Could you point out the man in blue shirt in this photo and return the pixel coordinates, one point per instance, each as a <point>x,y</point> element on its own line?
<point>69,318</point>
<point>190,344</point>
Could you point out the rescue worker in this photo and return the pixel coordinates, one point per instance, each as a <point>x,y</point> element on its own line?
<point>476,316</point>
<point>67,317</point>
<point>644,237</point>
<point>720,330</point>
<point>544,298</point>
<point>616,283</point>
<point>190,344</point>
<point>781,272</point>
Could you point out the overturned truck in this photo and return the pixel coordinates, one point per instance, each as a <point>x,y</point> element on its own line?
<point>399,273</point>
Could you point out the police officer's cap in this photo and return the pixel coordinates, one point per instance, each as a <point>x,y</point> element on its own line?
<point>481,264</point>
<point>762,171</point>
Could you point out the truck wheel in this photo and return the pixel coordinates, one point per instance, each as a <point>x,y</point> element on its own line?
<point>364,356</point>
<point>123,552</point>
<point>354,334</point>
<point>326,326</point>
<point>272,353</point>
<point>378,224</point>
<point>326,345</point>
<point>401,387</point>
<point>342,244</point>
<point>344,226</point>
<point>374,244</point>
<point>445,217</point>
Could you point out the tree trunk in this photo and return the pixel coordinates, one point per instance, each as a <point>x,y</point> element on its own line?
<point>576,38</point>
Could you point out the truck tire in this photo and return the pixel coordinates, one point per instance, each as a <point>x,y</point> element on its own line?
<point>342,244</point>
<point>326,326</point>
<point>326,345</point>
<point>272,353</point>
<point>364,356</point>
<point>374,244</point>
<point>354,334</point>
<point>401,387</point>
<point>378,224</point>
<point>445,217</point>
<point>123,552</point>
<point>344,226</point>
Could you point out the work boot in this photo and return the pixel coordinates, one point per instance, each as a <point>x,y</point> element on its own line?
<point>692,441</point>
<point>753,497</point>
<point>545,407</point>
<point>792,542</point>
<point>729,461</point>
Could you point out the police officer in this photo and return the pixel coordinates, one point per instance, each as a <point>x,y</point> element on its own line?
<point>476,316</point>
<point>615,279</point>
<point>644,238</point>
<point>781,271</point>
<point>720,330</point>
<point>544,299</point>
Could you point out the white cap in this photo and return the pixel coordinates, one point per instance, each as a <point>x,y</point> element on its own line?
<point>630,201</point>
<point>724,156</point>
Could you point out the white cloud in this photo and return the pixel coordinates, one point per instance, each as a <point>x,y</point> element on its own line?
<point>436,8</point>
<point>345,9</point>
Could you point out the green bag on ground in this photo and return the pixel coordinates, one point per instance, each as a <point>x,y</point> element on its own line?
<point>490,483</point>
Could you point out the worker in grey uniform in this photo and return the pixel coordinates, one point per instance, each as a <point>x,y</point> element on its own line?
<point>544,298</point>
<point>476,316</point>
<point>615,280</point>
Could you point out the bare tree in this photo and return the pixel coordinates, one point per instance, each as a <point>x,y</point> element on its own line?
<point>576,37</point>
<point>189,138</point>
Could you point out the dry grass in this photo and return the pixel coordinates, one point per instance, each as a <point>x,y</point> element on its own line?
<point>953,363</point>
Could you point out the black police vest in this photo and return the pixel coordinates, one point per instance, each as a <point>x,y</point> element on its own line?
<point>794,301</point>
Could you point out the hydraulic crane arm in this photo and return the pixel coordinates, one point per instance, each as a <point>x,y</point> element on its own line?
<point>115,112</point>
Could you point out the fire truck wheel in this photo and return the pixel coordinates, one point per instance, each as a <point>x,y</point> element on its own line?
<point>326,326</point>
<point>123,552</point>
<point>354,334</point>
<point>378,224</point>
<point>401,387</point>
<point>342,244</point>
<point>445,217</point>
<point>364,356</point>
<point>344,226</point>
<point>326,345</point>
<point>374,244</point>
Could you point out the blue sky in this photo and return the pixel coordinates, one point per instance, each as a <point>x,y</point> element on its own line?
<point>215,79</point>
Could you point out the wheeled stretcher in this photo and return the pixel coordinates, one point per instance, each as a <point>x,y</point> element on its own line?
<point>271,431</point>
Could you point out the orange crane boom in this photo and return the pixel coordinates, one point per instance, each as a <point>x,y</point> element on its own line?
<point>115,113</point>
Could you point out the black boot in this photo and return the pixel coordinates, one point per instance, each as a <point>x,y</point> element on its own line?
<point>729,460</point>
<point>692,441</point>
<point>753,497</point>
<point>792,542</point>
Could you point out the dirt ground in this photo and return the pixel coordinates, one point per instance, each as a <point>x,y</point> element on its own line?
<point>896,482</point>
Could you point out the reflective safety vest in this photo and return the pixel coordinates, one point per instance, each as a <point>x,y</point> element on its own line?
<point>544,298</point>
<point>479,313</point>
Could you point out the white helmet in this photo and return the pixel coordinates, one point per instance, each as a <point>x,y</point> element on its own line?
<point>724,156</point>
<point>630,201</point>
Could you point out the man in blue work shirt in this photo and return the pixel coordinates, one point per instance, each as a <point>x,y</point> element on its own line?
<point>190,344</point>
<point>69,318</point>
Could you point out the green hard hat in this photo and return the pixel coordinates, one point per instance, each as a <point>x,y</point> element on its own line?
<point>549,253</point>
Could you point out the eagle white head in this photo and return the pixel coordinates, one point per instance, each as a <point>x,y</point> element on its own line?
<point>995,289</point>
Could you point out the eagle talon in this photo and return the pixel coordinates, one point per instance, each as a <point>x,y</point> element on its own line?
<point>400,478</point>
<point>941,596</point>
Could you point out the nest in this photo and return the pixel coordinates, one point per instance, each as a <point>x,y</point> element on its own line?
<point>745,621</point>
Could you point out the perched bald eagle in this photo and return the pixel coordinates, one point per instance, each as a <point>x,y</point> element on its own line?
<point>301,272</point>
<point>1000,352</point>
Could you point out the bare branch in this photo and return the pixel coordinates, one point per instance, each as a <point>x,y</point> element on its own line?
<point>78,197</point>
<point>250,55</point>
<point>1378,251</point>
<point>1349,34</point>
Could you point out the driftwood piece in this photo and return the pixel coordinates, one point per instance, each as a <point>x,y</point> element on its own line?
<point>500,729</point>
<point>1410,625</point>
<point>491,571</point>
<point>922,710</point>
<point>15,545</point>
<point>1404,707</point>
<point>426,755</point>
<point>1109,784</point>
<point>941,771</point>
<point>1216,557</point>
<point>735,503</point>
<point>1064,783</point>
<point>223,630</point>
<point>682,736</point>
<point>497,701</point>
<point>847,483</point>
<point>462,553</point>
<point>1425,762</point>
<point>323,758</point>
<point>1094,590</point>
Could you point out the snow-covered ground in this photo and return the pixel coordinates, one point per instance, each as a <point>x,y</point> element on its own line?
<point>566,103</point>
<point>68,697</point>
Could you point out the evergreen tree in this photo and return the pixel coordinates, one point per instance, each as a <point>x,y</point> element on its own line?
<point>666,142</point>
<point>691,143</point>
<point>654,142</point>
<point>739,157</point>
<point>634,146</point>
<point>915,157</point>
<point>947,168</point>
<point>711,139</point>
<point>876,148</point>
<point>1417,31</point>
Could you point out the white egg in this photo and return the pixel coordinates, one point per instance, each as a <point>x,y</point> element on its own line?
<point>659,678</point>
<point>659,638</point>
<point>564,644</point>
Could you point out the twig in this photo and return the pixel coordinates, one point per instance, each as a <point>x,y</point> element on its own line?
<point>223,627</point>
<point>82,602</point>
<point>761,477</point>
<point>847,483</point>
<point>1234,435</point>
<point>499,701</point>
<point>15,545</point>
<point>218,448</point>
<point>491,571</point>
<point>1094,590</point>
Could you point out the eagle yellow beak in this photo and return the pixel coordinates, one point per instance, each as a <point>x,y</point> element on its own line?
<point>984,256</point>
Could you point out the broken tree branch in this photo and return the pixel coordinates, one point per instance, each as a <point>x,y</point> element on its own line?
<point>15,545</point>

= Given request =
Recast all the rows above as a Markdown table with two columns, Number and Line. Give each row a number and leave out blank lines.

= Written solution =
| Number | Line |
|---|---|
| 1 | Could you point out the man in blue shirt in this photo and return the pixel coordinates, one point per instance, each as a <point>x,y</point> element on its own line? |
| 2 | <point>69,318</point> |
| 3 | <point>190,344</point> |
| 4 | Could you point out the rescue worker in this photo and return the pixel coordinates, one point per instance, each as a <point>x,y</point> element on its own line? |
| 5 | <point>476,316</point> |
| 6 | <point>67,317</point> |
| 7 | <point>644,237</point> |
| 8 | <point>720,330</point> |
| 9 | <point>544,298</point> |
| 10 | <point>616,283</point> |
| 11 | <point>190,344</point> |
| 12 | <point>781,272</point> |
| 13 | Could you point out the overturned truck in this photo and return the pixel coordinates, one point per instance, each as a <point>x,y</point> element on its own line? |
| 14 | <point>399,273</point> |
| 15 | Could you point out the police officer's cap in this photo and return the pixel coordinates, one point per instance, each as a <point>x,y</point> element on its own line? |
| 16 | <point>481,264</point> |
| 17 | <point>762,171</point> |
| 18 | Could you point out the truck wheel in this photo and return the pixel coordinates, one point per instance, each as a <point>x,y</point> element on its own line? |
| 19 | <point>364,356</point> |
| 20 | <point>123,552</point> |
| 21 | <point>354,334</point> |
| 22 | <point>326,326</point> |
| 23 | <point>272,353</point> |
| 24 | <point>378,224</point> |
| 25 | <point>326,345</point> |
| 26 | <point>401,387</point> |
| 27 | <point>342,244</point> |
| 28 | <point>344,226</point> |
| 29 | <point>374,244</point> |
| 30 | <point>445,217</point> |
| 31 | Could you point out the tree trunk in this photo and return the pixel coordinates, one point per instance, each as a <point>x,y</point> element on its own line? |
| 32 | <point>576,38</point> |
| 33 | Could you point out the truck tire in this photo and return the pixel coordinates, one point per instance, each as a <point>x,y</point> element on its own line? |
| 34 | <point>342,244</point> |
| 35 | <point>326,326</point> |
| 36 | <point>326,345</point> |
| 37 | <point>272,353</point> |
| 38 | <point>364,356</point> |
| 39 | <point>374,244</point> |
| 40 | <point>354,334</point> |
| 41 | <point>401,387</point> |
| 42 | <point>378,224</point> |
| 43 | <point>445,217</point> |
| 44 | <point>123,552</point> |
| 45 | <point>344,226</point> |
| 46 | Could you point out the work boot in this photo and return the pixel coordinates, one point per instance, each as a <point>x,y</point> element on its own line? |
| 47 | <point>692,441</point> |
| 48 | <point>753,497</point> |
| 49 | <point>545,407</point> |
| 50 | <point>792,542</point> |
| 51 | <point>729,461</point> |
| 52 | Could you point out the police officer in this photo and return the pixel coordinates, one point per instance, each as a <point>x,y</point> element on its own line? |
| 53 | <point>476,316</point> |
| 54 | <point>615,279</point> |
| 55 | <point>644,238</point> |
| 56 | <point>781,271</point> |
| 57 | <point>720,330</point> |
| 58 | <point>544,299</point> |
| 59 | Could you point out the white cap in this photo and return the pixel coordinates, one point per instance, each as a <point>x,y</point> element on its own line? |
| 60 | <point>630,201</point> |
| 61 | <point>724,156</point> |
| 62 | Could you point out the white cloud in this photo and return the pixel coordinates, one point per instance, each as a <point>x,y</point> element on its own line? |
| 63 | <point>436,8</point> |
| 64 | <point>345,9</point> |
| 65 | Could you point out the green bag on ground in this photo and return the pixel coordinates, one point per instance, each as a <point>x,y</point> element on its own line? |
| 66 | <point>490,483</point> |
| 67 | Could you point out the worker in grey uniform in this photo and return the pixel coordinates, one point per instance, each as a <point>x,y</point> element on its own line? |
| 68 | <point>544,298</point> |
| 69 | <point>476,316</point> |
| 70 | <point>615,280</point> |
| 71 | Could you point out the bare tree in this photo and return the pixel coordinates, one point per instance, each as a <point>x,y</point> element on its own line? |
| 72 | <point>576,37</point> |
| 73 | <point>189,138</point> |
| 74 | Could you point out the dry grass in this photo and return the pixel coordinates, one point per instance, each as a <point>x,y</point> element on its own line? |
| 75 | <point>953,363</point> |
| 76 | Could you point out the black police vest in this photo and return the pixel coordinates, one point per instance, each as a <point>x,y</point> element on its own line? |
| 77 | <point>794,301</point> |
| 78 | Could you point out the hydraulic crane arm in this photo and return the pixel coordinates, one point per instance, each as a <point>x,y</point> element on its own line? |
| 79 | <point>115,112</point> |
| 80 | Could you point out the fire truck wheel in this photo and return the pixel coordinates, one point per instance, each as a <point>x,y</point> element on its own line? |
| 81 | <point>326,326</point> |
| 82 | <point>123,552</point> |
| 83 | <point>354,334</point> |
| 84 | <point>378,224</point> |
| 85 | <point>401,387</point> |
| 86 | <point>342,244</point> |
| 87 | <point>445,217</point> |
| 88 | <point>364,356</point> |
| 89 | <point>344,226</point> |
| 90 | <point>326,345</point> |
| 91 | <point>374,244</point> |
| 92 | Could you point out the blue sky in this photo and return the pixel coordinates, one point per instance, each as a <point>x,y</point> element on its own line? |
| 93 | <point>215,79</point> |
| 94 | Could you point out the wheeled stretcher in this photo and return the pixel coordinates, one point per instance, each as a <point>x,y</point> element on its own line? |
| 95 | <point>271,431</point> |
| 96 | Could you point out the orange crane boom in this photo and return the pixel coordinates, one point per instance, each as a <point>x,y</point> element on its own line? |
| 97 | <point>115,113</point> |
| 98 | Could you point out the black boot in this photo and return the pixel coordinates, one point per instance, each as a <point>x,y</point> element on its own line? |
| 99 | <point>729,460</point> |
| 100 | <point>692,441</point> |
| 101 | <point>753,497</point> |
| 102 | <point>792,542</point> |
| 103 | Could you point out the dirt ground in this photo and return the pixel coordinates, one point per instance, each as a <point>x,y</point> element on its own line? |
| 104 | <point>896,482</point> |
| 105 | Could you point out the reflective safety vest in this photo and return the pixel coordinates, one point per instance, each as a <point>x,y</point> element on its own line? |
| 106 | <point>544,298</point> |
| 107 | <point>479,313</point> |
| 108 | Could you point out the white helmet in this photo and return the pixel coordinates, one point per instance, each as a <point>x,y</point> element on its own line? |
| 109 | <point>724,156</point> |
| 110 | <point>630,201</point> |
| 111 | Could you point out the man in blue work shirt in this photo and return the pixel coordinates, one point per instance, each as a <point>x,y</point> element on its own line? |
| 112 | <point>190,344</point> |
| 113 | <point>69,318</point> |
| 114 | Could you point out the green hard hat in this photo and return the pixel coordinates, one point per instance, each as a <point>x,y</point> element on its own line? |
| 115 | <point>549,253</point> |
| 116 | Could you point out the eagle white head in this photo and return the pixel coordinates, one point per instance, each as a <point>x,y</point> element on its own line? |
| 117 | <point>995,289</point> |
| 118 | Could you point out the eagle talon in this photo and return the pixel coordinates, one point per instance, each as a <point>x,y</point> element on its own line? |
| 119 | <point>400,478</point> |
| 120 | <point>941,596</point> |
| 121 | Could you point out the nest in this photo and return the pixel coordinates, one point per instance, each as a <point>x,y</point> element on its own line? |
| 122 | <point>745,621</point> |
| 123 | Could you point out the perched bald eagle in this photo and return the pixel coordinates, one point per instance, each as a <point>x,y</point> element on its own line? |
| 124 | <point>301,272</point> |
| 125 | <point>1000,352</point> |
| 126 | Could you point out the bare branch in this photo and return the pixel coordinates, one point per instance, each as a <point>x,y</point> element on its own line? |
| 127 | <point>78,197</point> |
| 128 | <point>250,55</point> |
| 129 | <point>1378,251</point> |
| 130 | <point>1349,34</point> |
| 131 | Could you point out the driftwood piece in this photo and return the pixel coordinates, one point per instance, each as a <point>x,y</point> element on its own line? |
| 132 | <point>500,729</point> |
| 133 | <point>1410,625</point> |
| 134 | <point>491,571</point> |
| 135 | <point>922,710</point> |
| 136 | <point>15,545</point> |
| 137 | <point>1404,707</point> |
| 138 | <point>426,755</point> |
| 139 | <point>1109,784</point> |
| 140 | <point>941,771</point> |
| 141 | <point>1216,557</point> |
| 142 | <point>735,503</point> |
| 143 | <point>1064,783</point> |
| 144 | <point>223,630</point> |
| 145 | <point>682,736</point> |
| 146 | <point>497,701</point> |
| 147 | <point>847,483</point> |
| 148 | <point>462,553</point> |
| 149 | <point>1425,762</point> |
| 150 | <point>323,758</point> |
| 151 | <point>1094,590</point> |
| 152 | Could you point out the snow-covered ground in this photo and return the pixel coordinates, one point per instance, each as a <point>x,y</point> element on its own line? |
| 153 | <point>566,103</point> |
| 154 | <point>68,697</point> |
| 155 | Could you point out the evergreen tree in this photo and return the pixel coordinates, one point per instance, each as a <point>x,y</point> element on its own line? |
| 156 | <point>666,142</point> |
| 157 | <point>691,143</point> |
| 158 | <point>654,142</point> |
| 159 | <point>739,157</point> |
| 160 | <point>634,146</point> |
| 161 | <point>915,157</point> |
| 162 | <point>947,168</point> |
| 163 | <point>711,139</point> |
| 164 | <point>876,148</point> |
| 165 | <point>1417,31</point> |
| 166 | Could you point out the white egg in this photo and return the pixel coordinates, one point per instance, each as a <point>x,y</point> element on its own line? |
| 167 | <point>659,678</point> |
| 168 | <point>659,638</point> |
| 169 | <point>564,644</point> |
| 170 | Could you point out the twig in this photo and return the pixel coordinates, one point per instance, each as a <point>x,y</point> element on its own line? |
| 171 | <point>223,627</point> |
| 172 | <point>82,602</point> |
| 173 | <point>761,477</point> |
| 174 | <point>847,483</point> |
| 175 | <point>1234,435</point> |
| 176 | <point>499,701</point> |
| 177 | <point>15,545</point> |
| 178 | <point>218,448</point> |
| 179 | <point>491,571</point> |
| 180 | <point>1094,590</point> |
| 181 | Could you point out the eagle yellow beak in this photo and return the pixel coordinates, one point per instance, each as a <point>x,y</point> element on its own line? |
| 182 | <point>984,256</point> |
| 183 | Could you point out the broken tree branch in this photo and return the pixel coordinates, one point per instance, each as a <point>x,y</point> element on its own line? |
| 184 | <point>15,545</point> |